À faire |
[1] Répondez à ces questions à l'aide du texte sur l'harmonie placé plus bas :
(a) Pour quelle raison la satisfaction de l'âme compte-t-elle plus que celle du corps ?
(b) Où se pratique le second aspect de l'harmonie individuelle ?
(c) À quoi est due l'obscurité qui limite la vision de l'être ?
[2] Reprenez le texte sur l'harmonie placé plus bas à partir de sa dernière phrase, en gardant le même ton.

Si dans sa vie quotidienne, l'homme examinait chaque action qui a reflété sur son âme une image désagréable de lui-même, y causant obscurité et mécontentement; si d'autre part, il observait consciencieusement chaque pensée, parole ou action ayant produit intérieurement amour, harmonie, beauté et chaque sentiment lui ayant procuré sagesse, calme et paix, il comprendrait facilement alors la voie de l'harmonie entre l'âme et le corps et les deux aspects de la vie tant extérieur qu'intérieur, seraient satisfaits. La satisfaction de l'âme est beaucoup plus importante que celle du corps, car elle est plus durable. Ainsi, la pensée, la parole et l'action peuvent s'ajuster pour que l'homme puisse d'abord s'établir dans le moi par l'accord de l'âme et du corps.

 

Le second aspect de l'harmonie individuelle se pratique dans l'harmonie avec autrui. Tout être possède un égo individuel, produit de sa propre illusion. Sa vision s'en trouve limitée et se dirige vers son intérêt personnel; il juge le bien et le mal, le supérieur ou l'inférieur, le juste ou le faux en rapport avec lui-même et les autres, au moyen de sa vision limitée. Or elle est généralement plus partiale et imaginative que vraie. Cette obscurité est due à l'ombre projetée sur l'âme par le moi extérieur. L'être devient donc aveugle à ses propres infirmités, aussi bien qu'aux mérites des autres; la bonne action de son prochain devient mauvaise à ses yeux alors que sa propre faute lui paraît juste. C'est là le cas de l'humanité en général, jusqu'à ce que le voile des ténèbres soit ôté de ses yeux.

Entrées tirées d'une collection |
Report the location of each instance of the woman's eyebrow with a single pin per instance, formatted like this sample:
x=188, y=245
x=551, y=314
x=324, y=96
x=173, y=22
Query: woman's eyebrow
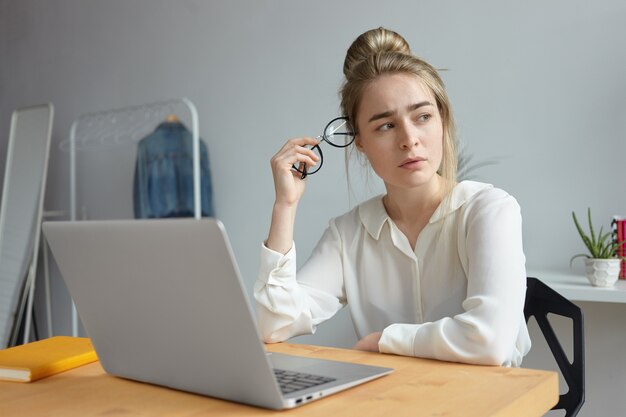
x=388, y=113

Les résultats |
[1]
(a) Parce qu'elle est plus durable.
(b) Dans l'harmonie avec autrui.
(c) À l'ombre projetée sur l'âme par le moi extérieur.

[2]
 

Le "Nafs", l'égo d'un individu est cause de toute inharmonie, tant avec lui-même qu'avec autrui, montrant ainsi son indiscipline dans tous les aspects de la vie. Le lion, souverain parmi tous les animaux, le plus puissant et majestueux, n'est jamais le bienvenu parmi les habitants de la forêt; il est même hostile à sa propre espèce. Deux lions ne s'accueilleront jamais amicalement car leur "nafs" est trop puissant. Bien que le lion soit le chef de tous les autres animaux, il est esclave de ses passions qui agitent sa vie. Le "nafs" des herbivores comme les moutons et les chèvres, est soumis; c'est pourquoi ils sont inoffensifs les uns envers les autres et même suffisamment harmonieux pour vivre en troupeaux. L'harmonie et la sympathie qui règnent entre eux leur fait partager mutuellement leurs joies et leurs tristesses, mais ils sont aisément victimes des animaux sauvages de la forêt.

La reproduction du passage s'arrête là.